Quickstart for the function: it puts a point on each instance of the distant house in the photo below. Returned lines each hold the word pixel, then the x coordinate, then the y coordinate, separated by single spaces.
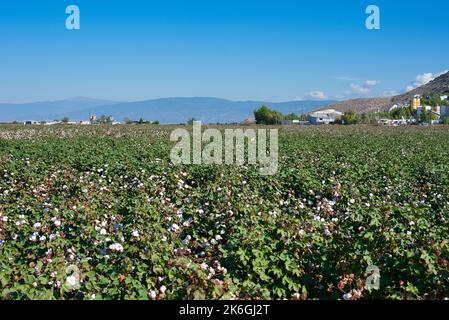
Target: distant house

★ ★ ★

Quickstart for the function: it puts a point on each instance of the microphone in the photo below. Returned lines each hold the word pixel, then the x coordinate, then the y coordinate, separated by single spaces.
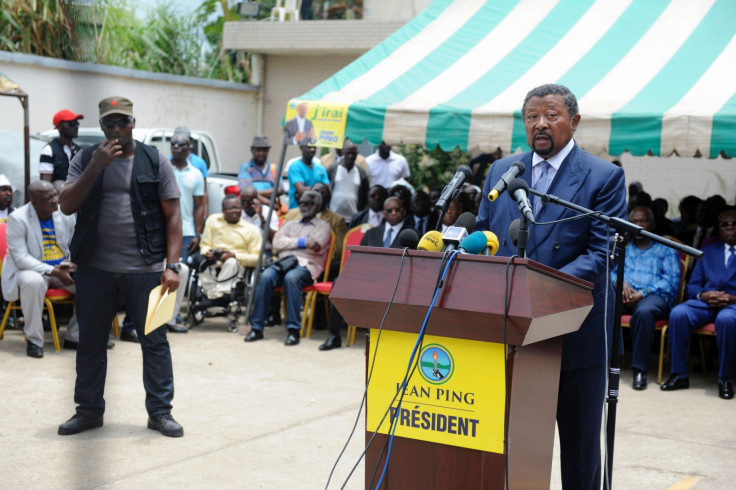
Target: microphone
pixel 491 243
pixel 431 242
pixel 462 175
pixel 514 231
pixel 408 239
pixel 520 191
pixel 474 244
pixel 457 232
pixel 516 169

★ ★ ★

● **Your assignment**:
Having found the line with "of the distant" and the line with "Target: distant house" in the material above, write out exactly those two and every line between, leaving the pictures out.

● **Task output**:
Quickstart for the function: it puts a point on each instance of the distant house in the photo below. Returned lines each hold the word pixel, then the x coordinate, then the y coordinate, separated by single spaces.
Target: distant house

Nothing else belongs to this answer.